Aim of the exercise
Arrange each line of the material below as a JSON list of strings, one string per line, and leave out any blank lines.
* start Recorded information *
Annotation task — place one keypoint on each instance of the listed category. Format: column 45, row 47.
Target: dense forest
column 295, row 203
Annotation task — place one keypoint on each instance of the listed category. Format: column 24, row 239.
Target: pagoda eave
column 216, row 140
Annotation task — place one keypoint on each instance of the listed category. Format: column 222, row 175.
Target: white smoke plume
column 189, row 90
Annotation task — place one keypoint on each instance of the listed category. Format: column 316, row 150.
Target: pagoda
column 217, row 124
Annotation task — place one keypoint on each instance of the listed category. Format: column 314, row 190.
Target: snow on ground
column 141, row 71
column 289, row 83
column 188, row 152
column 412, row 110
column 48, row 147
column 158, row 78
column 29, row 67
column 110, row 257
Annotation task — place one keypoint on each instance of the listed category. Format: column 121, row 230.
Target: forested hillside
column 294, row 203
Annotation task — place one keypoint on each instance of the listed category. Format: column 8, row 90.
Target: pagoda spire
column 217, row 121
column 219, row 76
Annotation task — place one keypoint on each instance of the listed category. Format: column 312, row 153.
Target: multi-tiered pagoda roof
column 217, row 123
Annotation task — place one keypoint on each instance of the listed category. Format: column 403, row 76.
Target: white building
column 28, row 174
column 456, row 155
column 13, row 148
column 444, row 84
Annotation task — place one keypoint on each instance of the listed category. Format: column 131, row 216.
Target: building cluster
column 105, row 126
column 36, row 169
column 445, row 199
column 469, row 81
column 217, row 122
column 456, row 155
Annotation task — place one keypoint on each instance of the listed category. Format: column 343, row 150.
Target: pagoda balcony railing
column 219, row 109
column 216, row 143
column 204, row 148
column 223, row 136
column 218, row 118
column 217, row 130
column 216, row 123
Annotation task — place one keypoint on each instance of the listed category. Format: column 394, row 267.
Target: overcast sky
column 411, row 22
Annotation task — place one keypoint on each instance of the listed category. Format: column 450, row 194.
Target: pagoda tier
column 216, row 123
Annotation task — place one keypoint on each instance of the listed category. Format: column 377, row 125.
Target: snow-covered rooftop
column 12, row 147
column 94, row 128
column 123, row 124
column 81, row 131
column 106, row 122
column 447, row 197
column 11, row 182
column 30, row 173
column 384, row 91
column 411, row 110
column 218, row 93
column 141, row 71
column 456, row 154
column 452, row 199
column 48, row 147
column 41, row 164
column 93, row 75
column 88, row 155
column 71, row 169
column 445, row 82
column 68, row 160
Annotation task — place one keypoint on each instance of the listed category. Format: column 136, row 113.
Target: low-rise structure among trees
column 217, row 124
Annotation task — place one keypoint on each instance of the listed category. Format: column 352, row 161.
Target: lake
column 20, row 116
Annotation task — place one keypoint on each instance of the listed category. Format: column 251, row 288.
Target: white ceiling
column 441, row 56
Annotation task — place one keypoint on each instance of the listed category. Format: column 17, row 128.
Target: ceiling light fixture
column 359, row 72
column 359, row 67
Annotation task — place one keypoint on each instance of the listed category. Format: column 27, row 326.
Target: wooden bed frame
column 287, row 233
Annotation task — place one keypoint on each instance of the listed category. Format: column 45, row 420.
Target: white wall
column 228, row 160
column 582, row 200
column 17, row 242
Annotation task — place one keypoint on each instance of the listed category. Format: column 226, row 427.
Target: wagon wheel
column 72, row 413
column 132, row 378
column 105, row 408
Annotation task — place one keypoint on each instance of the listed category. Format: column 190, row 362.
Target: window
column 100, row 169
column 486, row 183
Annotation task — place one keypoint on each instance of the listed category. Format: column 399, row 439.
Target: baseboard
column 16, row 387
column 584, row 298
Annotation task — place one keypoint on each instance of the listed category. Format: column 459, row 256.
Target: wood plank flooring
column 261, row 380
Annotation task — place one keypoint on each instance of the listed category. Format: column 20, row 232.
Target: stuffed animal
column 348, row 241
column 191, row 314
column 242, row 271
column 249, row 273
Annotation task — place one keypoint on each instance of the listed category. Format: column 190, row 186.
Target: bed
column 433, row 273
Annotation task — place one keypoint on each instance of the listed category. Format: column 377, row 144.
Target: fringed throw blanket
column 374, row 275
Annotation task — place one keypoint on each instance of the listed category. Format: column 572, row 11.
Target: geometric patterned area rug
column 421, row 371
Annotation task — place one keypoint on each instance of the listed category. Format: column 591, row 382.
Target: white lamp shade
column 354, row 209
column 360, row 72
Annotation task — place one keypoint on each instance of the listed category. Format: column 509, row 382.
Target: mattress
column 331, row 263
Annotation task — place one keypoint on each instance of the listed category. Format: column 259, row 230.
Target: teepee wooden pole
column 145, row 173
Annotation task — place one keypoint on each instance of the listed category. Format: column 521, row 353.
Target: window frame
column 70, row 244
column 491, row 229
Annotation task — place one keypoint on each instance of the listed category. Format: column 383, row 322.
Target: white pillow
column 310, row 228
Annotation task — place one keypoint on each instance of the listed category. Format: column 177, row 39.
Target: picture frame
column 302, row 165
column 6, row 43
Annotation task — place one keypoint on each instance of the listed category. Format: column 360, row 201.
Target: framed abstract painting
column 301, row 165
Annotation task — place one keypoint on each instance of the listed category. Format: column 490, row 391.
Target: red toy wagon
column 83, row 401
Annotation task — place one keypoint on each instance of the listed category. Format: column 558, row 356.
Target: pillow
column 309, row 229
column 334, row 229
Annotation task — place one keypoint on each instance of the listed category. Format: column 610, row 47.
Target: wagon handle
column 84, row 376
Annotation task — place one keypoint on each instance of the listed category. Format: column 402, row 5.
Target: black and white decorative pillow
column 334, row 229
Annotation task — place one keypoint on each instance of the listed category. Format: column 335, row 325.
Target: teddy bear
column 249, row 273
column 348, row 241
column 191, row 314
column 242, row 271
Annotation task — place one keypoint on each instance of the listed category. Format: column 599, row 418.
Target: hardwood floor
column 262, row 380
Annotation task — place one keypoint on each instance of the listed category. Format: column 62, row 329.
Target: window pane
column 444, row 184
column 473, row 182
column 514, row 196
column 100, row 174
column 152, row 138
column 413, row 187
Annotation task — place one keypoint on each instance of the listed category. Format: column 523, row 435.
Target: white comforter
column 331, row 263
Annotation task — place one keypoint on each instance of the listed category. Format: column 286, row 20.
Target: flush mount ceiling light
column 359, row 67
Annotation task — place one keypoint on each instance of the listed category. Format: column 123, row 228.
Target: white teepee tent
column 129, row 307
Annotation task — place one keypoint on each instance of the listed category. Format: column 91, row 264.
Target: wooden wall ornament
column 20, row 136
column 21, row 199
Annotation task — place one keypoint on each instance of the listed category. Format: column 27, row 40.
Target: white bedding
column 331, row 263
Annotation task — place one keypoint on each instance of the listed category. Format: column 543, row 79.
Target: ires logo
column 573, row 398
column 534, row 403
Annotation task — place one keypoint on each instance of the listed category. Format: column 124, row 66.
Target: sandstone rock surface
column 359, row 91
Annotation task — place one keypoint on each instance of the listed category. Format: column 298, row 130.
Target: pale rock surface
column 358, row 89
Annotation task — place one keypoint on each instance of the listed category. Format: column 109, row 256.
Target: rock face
* end Recorded information *
Task solution
[
  "Annotation task — place one keypoint on each instance of the listed category. Format: column 45, row 47.",
  "Target: dense forest",
  "column 295, row 203",
  "Annotation task — place one keypoint on each instance of the listed category. Format: column 24, row 239.",
  "Target: pagoda eave",
  "column 216, row 140",
  "Annotation task — place one keypoint on each instance of the listed category. Format: column 222, row 175.",
  "Target: white smoke plume",
  "column 189, row 90",
  "Annotation task — place one keypoint on each instance of the listed category. Format: column 316, row 150.",
  "Target: pagoda",
  "column 217, row 124",
  "Annotation task — place one keypoint on each instance of the listed category. Format: column 314, row 190.",
  "Target: snow on ground",
  "column 141, row 71",
  "column 289, row 83",
  "column 188, row 152",
  "column 412, row 110",
  "column 48, row 147",
  "column 158, row 78",
  "column 29, row 67",
  "column 110, row 257",
  "Annotation task — place one keypoint on each instance of the listed category. Format: column 121, row 230.",
  "Target: forested hillside",
  "column 294, row 203",
  "Annotation task — place one keypoint on each instance of the listed category. Format: column 8, row 90.",
  "Target: pagoda spire",
  "column 217, row 121",
  "column 219, row 76",
  "Annotation task — place one keypoint on each instance of the listed category. Format: column 312, row 153.",
  "Target: multi-tiered pagoda roof",
  "column 217, row 123",
  "Annotation task — place one keypoint on each instance of the listed category. Format: column 403, row 76.",
  "Target: white building",
  "column 28, row 174",
  "column 456, row 155",
  "column 13, row 148",
  "column 444, row 84",
  "Annotation task — place one keypoint on each instance of the listed category. Format: column 131, row 216.",
  "Target: building cluster",
  "column 105, row 126",
  "column 36, row 169",
  "column 445, row 199",
  "column 469, row 81",
  "column 217, row 122",
  "column 456, row 155",
  "Annotation task — place one keypoint on each instance of the listed category. Format: column 343, row 150.",
  "Target: pagoda balcony railing",
  "column 219, row 109",
  "column 216, row 143",
  "column 204, row 148",
  "column 223, row 136",
  "column 218, row 118",
  "column 217, row 130",
  "column 216, row 123",
  "Annotation task — place one keypoint on each instance of the listed category. Format: column 394, row 267.",
  "Target: overcast sky",
  "column 411, row 22",
  "Annotation task — place one keypoint on each instance of the listed category. Format: column 450, row 194.",
  "Target: pagoda tier",
  "column 216, row 123",
  "Annotation task — place one keypoint on each instance of the listed category. Format: column 377, row 125.",
  "Target: snow-covered rooftop",
  "column 12, row 147",
  "column 94, row 128",
  "column 123, row 124",
  "column 81, row 131",
  "column 106, row 122",
  "column 447, row 197",
  "column 11, row 182",
  "column 30, row 173",
  "column 384, row 91",
  "column 411, row 110",
  "column 218, row 93",
  "column 141, row 71",
  "column 456, row 154",
  "column 452, row 199",
  "column 48, row 147",
  "column 41, row 164",
  "column 93, row 75",
  "column 88, row 155",
  "column 71, row 169",
  "column 445, row 82",
  "column 68, row 160",
  "Annotation task — place one keypoint on each instance of the listed category. Format: column 136, row 113.",
  "Target: low-rise structure among trees",
  "column 217, row 124",
  "Annotation task — place one keypoint on each instance of the listed category. Format: column 352, row 161.",
  "Target: lake",
  "column 20, row 116",
  "Annotation task — place one keypoint on each instance of the listed category. Format: column 251, row 288.",
  "Target: white ceiling",
  "column 441, row 56",
  "Annotation task — place one keypoint on each instance of the listed category. Format: column 17, row 128.",
  "Target: ceiling light fixture",
  "column 359, row 72",
  "column 359, row 67",
  "Annotation task — place one keypoint on each instance of the listed category. Format: column 27, row 326.",
  "Target: wooden bed frame",
  "column 287, row 233",
  "Annotation task — place one keypoint on each instance of the listed category. Format: column 45, row 420.",
  "Target: white wall",
  "column 228, row 160",
  "column 582, row 200",
  "column 17, row 242",
  "Annotation task — place one keypoint on each instance of the listed category. Format: column 226, row 427.",
  "Target: wagon wheel",
  "column 72, row 413",
  "column 132, row 378",
  "column 105, row 408",
  "Annotation task — place one keypoint on each instance of the listed category. Format: column 190, row 362.",
  "Target: window",
  "column 100, row 169",
  "column 486, row 183",
  "Annotation task — place one keypoint on each instance of the listed category. Format: column 399, row 439.",
  "Target: baseboard",
  "column 16, row 387",
  "column 584, row 298",
  "Annotation task — place one keypoint on each instance of the listed category. Format: column 459, row 256.",
  "Target: wood plank flooring",
  "column 261, row 380",
  "Annotation task — place one keypoint on each instance of the listed category. Format: column 20, row 232.",
  "Target: stuffed animal",
  "column 348, row 241",
  "column 191, row 314",
  "column 242, row 271",
  "column 249, row 273",
  "Annotation task — place one keypoint on each instance of the listed category. Format: column 190, row 186.",
  "Target: bed",
  "column 433, row 273",
  "Annotation task — place one keypoint on each instance of the listed category. Format: column 377, row 144.",
  "Target: fringed throw blanket",
  "column 374, row 275",
  "Annotation task — place one keypoint on each instance of the listed category. Format: column 572, row 11.",
  "Target: geometric patterned area rug",
  "column 421, row 371",
  "Annotation task — place one keypoint on each instance of the listed category. Format: column 591, row 382.",
  "Target: white lamp shade",
  "column 354, row 209",
  "column 360, row 72",
  "Annotation task — place one keypoint on each instance of the listed category. Format: column 509, row 382.",
  "Target: mattress",
  "column 331, row 263",
  "Annotation task — place one keypoint on each instance of the listed category. Format: column 259, row 230.",
  "Target: teepee wooden pole",
  "column 145, row 173",
  "Annotation task — place one keypoint on each instance of the listed category. Format: column 521, row 353.",
  "Target: window frame",
  "column 70, row 244",
  "column 491, row 229",
  "Annotation task — place one keypoint on each instance of the listed category. Format: column 383, row 322.",
  "Target: white pillow",
  "column 310, row 228",
  "Annotation task — place one keypoint on each instance of the listed category. Format: column 177, row 39.",
  "Target: picture frame",
  "column 302, row 165",
  "column 6, row 43",
  "Annotation task — place one keypoint on each instance of the listed category. Format: column 360, row 201.",
  "Target: framed abstract painting",
  "column 301, row 165",
  "Annotation task — place one keypoint on each instance of the listed category. Format: column 490, row 391.",
  "Target: red toy wagon",
  "column 83, row 401",
  "Annotation task — place one keypoint on each instance of the listed category. Format: column 558, row 356.",
  "Target: pillow",
  "column 309, row 229",
  "column 334, row 229",
  "Annotation task — place one keypoint on each instance of the listed category. Format: column 610, row 47.",
  "Target: wagon handle",
  "column 84, row 376",
  "Annotation task — place one keypoint on each instance of the listed category. Format: column 402, row 5.",
  "Target: black and white decorative pillow",
  "column 334, row 229",
  "Annotation task — place one keypoint on each instance of the listed category. Format: column 335, row 325.",
  "Target: teddy bear",
  "column 249, row 273",
  "column 348, row 241",
  "column 191, row 314",
  "column 242, row 271",
  "Annotation task — place one keypoint on each instance of the listed category. Format: column 599, row 418.",
  "Target: hardwood floor",
  "column 262, row 380",
  "Annotation task — place one keypoint on each instance of the listed category. Format: column 62, row 329.",
  "Target: window pane",
  "column 444, row 184",
  "column 473, row 182",
  "column 514, row 196",
  "column 100, row 174",
  "column 152, row 138",
  "column 413, row 187",
  "Annotation task — place one keypoint on each instance of the listed category. Format: column 523, row 435.",
  "Target: white comforter",
  "column 331, row 263",
  "Annotation task — place one keypoint on each instance of the listed category. Format: column 286, row 20.",
  "Target: flush mount ceiling light",
  "column 359, row 67",
  "Annotation task — place one keypoint on each instance of the listed category. Format: column 123, row 228.",
  "Target: white teepee tent",
  "column 129, row 307",
  "Annotation task — place one keypoint on each instance of the listed category. Format: column 91, row 264.",
  "Target: wooden wall ornament",
  "column 20, row 136",
  "column 21, row 199",
  "Annotation task — place one keypoint on each instance of the listed category. Format: column 27, row 40.",
  "Target: white bedding",
  "column 331, row 263",
  "Annotation task — place one keypoint on each instance of the listed category. Format: column 543, row 79.",
  "Target: ires logo",
  "column 573, row 398",
  "column 534, row 403",
  "Annotation task — place one keypoint on each instance of the listed category. Format: column 124, row 66.",
  "Target: sandstone rock surface",
  "column 359, row 91",
  "Annotation task — place one keypoint on each instance of the listed category. Format: column 298, row 130.",
  "Target: pale rock surface",
  "column 358, row 89",
  "Annotation task — place one keypoint on each instance of the listed category. Format: column 109, row 256.",
  "Target: rock face"
]